Jean Cabassu

Personal information
- Full name: Jean Valère Cabassu
- Date of birth: 2 August 1902
- Place of birth: Marseille, France
- Date of death: 29 November 1979 (aged 77)
- Place of death: Marseille, France
- Position(s): Defender

Senior career*
- Years: Team / Apps / (Gls)
- 1917–1920: Olympique de Marseille
- 1920–1921: FC Lyon
- 1921–1924: Olympique de Marseille
- 1924–1925: Stade Français
- 1925–1931: Olympique de Marseille

International career
- 1924: France / 0 / (0)

= Jean Cabassu =

French footballer (1902–1979)

Jean Valère Cabassu (2 August 1902 – 29 November 1979) was a French footballer who played as a defender for Olympique de Marseille in the 1920s.

==Playing career==
===Club career===
Born in Marseille on 2 August 1902, Cabassu began his football career in 1917, aged 15, with his hometown club Olympique de Marseille. Together with Ernest Clère, Jean Boyer, and Jules Dewaquez, he was a member of the OM team coached by Victor Gibson that won two Coupe de France titles in 1924 and 1927, starting in both finals, beating Sète 3–2 in the former and Quevilly 3–0 in the latter. The following day, the journalists of the French newspaper L'Auto (the forerunner of L'Équipe) described his performance as "calm and clairvoyant, standing out from the other defenders by his excellent service and by his way of positioning himself, despite his lack of mobility".

..........

▶ [What to do] Quote the full Jean Cabassu article above, word for word. These entries have no connection to the Jean Cabassu article.

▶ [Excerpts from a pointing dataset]
..........

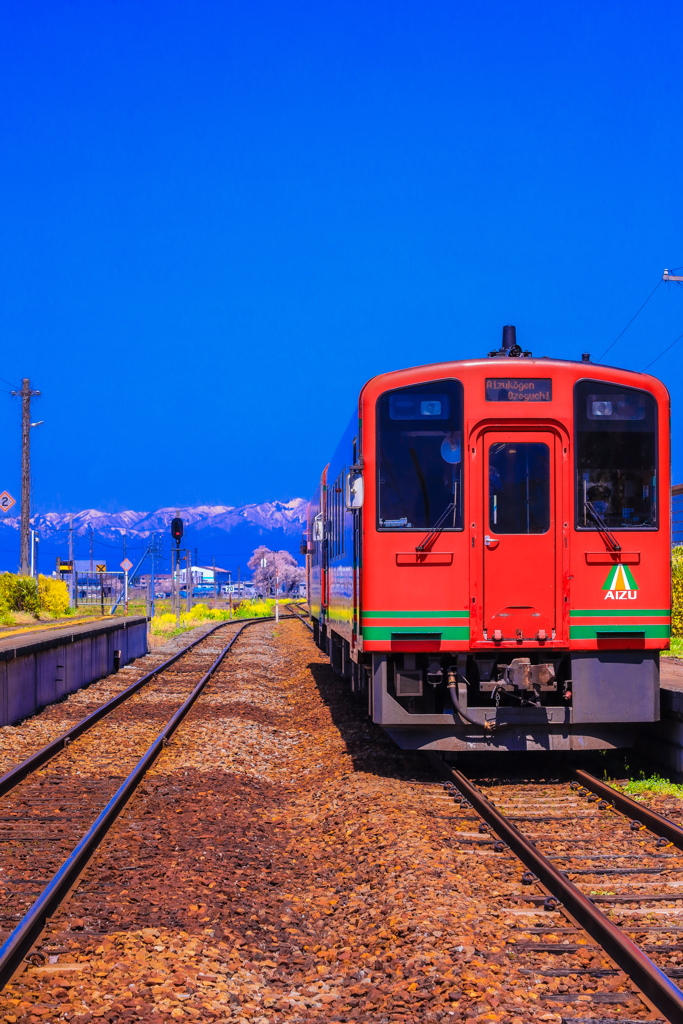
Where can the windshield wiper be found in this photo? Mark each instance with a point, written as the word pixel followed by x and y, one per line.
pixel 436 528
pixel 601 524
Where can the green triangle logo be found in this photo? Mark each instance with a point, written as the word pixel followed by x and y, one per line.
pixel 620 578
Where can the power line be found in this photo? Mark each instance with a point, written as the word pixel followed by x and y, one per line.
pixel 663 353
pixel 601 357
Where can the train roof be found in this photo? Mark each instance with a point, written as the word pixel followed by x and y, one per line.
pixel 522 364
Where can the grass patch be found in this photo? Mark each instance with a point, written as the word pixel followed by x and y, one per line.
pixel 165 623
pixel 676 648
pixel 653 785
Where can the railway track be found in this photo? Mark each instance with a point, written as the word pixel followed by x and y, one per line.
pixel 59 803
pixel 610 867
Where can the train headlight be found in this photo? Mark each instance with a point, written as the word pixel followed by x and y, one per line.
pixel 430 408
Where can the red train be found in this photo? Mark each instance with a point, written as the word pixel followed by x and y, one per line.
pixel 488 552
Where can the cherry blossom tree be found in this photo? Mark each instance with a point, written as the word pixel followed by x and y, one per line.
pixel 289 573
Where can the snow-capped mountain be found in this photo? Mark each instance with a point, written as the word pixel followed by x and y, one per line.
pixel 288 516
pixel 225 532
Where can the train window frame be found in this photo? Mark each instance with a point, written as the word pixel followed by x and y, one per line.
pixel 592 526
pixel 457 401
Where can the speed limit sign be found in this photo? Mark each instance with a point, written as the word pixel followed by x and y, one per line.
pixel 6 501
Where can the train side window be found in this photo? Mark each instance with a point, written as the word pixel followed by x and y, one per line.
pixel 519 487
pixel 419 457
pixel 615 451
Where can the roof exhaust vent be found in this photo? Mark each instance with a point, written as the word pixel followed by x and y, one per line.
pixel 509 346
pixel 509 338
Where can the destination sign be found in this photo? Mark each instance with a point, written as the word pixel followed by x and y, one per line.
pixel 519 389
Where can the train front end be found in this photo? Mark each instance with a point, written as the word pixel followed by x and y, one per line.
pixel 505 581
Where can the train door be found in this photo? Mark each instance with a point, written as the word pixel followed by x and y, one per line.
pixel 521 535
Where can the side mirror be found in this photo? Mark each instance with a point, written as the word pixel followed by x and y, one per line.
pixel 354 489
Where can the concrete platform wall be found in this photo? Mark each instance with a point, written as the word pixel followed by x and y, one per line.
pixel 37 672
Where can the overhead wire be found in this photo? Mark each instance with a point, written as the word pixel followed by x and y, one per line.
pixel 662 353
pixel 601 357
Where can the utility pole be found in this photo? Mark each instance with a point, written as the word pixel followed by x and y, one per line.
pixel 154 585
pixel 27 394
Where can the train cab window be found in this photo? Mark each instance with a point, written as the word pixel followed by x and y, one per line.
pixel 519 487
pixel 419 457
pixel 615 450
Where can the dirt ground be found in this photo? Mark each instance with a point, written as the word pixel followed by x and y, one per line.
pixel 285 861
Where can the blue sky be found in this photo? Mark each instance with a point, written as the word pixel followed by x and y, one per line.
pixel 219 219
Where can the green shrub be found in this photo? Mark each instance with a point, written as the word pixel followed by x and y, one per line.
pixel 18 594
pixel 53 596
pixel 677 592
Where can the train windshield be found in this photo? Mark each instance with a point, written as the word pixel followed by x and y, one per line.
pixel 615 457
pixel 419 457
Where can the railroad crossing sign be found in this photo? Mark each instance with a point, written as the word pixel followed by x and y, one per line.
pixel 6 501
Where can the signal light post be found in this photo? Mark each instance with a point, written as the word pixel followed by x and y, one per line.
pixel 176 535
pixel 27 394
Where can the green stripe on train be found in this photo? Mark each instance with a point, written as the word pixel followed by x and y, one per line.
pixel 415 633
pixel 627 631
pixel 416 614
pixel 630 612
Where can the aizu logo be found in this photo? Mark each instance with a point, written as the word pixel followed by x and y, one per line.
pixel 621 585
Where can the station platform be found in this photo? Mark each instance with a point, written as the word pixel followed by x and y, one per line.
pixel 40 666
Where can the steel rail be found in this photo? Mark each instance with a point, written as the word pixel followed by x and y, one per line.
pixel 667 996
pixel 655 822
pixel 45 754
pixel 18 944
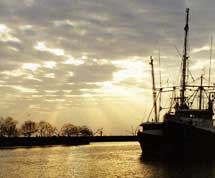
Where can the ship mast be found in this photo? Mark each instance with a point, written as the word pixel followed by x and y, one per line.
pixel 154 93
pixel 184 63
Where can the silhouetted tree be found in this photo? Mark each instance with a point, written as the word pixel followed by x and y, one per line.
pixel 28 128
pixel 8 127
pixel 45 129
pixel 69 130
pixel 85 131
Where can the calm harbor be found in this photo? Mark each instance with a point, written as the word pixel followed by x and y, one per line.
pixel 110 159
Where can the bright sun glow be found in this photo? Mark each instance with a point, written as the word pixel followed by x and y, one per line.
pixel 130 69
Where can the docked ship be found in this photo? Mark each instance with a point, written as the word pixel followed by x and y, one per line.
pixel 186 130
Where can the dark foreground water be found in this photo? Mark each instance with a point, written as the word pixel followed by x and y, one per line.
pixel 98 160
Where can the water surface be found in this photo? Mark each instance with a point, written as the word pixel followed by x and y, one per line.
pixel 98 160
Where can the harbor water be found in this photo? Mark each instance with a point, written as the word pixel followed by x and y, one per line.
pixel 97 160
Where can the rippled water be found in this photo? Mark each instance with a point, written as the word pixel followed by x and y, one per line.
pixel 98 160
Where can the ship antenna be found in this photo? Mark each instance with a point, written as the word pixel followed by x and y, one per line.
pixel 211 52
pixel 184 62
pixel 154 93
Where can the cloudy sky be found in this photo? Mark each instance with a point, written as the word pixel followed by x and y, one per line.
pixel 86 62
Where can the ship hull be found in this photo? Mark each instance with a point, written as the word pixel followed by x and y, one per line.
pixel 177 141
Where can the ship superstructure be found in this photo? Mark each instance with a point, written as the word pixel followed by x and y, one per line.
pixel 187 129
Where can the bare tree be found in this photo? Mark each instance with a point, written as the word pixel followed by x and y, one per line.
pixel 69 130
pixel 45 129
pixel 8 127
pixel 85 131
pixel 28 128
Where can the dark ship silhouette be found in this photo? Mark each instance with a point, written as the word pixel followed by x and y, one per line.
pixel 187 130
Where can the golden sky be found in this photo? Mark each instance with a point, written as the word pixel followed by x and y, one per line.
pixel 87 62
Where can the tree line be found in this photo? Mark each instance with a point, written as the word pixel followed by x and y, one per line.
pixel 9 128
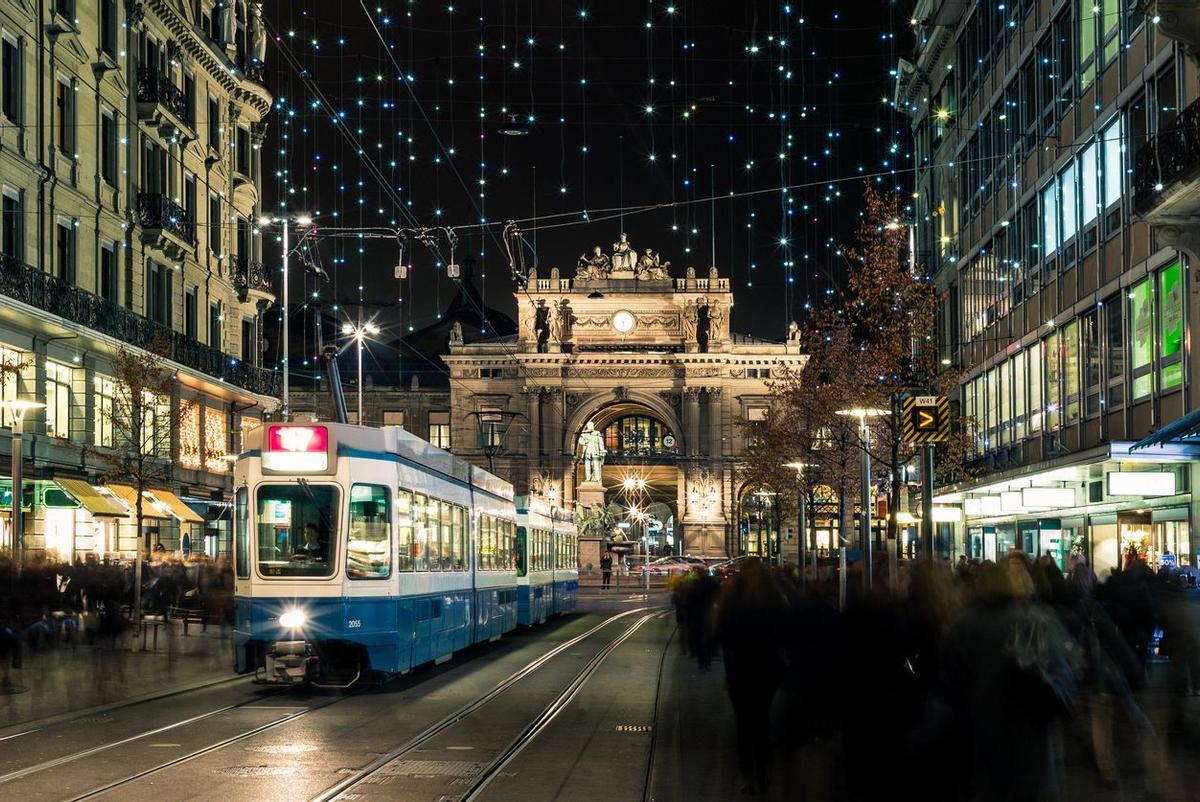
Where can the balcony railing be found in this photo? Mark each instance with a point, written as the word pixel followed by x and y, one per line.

..........

▶ [The answer]
Jean Cabassu

Personal information
- Full name: Jean Valère Cabassu
- Date of birth: 2 August 1902
- Place of birth: Marseille, France
- Date of death: 29 November 1979 (aged 77)
- Place of death: Marseille, France
- Position(s): Defender

Senior career*
- Years: Team / Apps / (Gls)
- 1917–1920: Olympique de Marseille
- 1920–1921: FC Lyon
- 1921–1924: Olympique de Marseille
- 1924–1925: Stade Français
- 1925–1931: Olympique de Marseille

International career
- 1924: France / 0 / (0)

= Jean Cabassu =

French footballer (1902–1979)

Jean Valère Cabassu (2 August 1902 – 29 November 1979) was a French footballer who played as a defender for Olympique de Marseille in the 1920s.

==Playing career==
===Club career===
Born in Marseille on 2 August 1902, Cabassu began his football career in 1917, aged 15, with his hometown club Olympique de Marseille. Together with Ernest Clère, Jean Boyer, and Jules Dewaquez, he was a member of the OM team coached by Victor Gibson that won two Coupe de France titles in 1924 and 1927, starting in both finals, beating Sète 3–2 in the former and Quevilly 3–0 in the latter. The following day, the journalists of the French newspaper L'Auto (the forerunner of L'Équipe) described his performance as "calm and clairvoyant, standing out from the other defenders by his excellent service and by his way of positioning himself, despite his lack of mobility".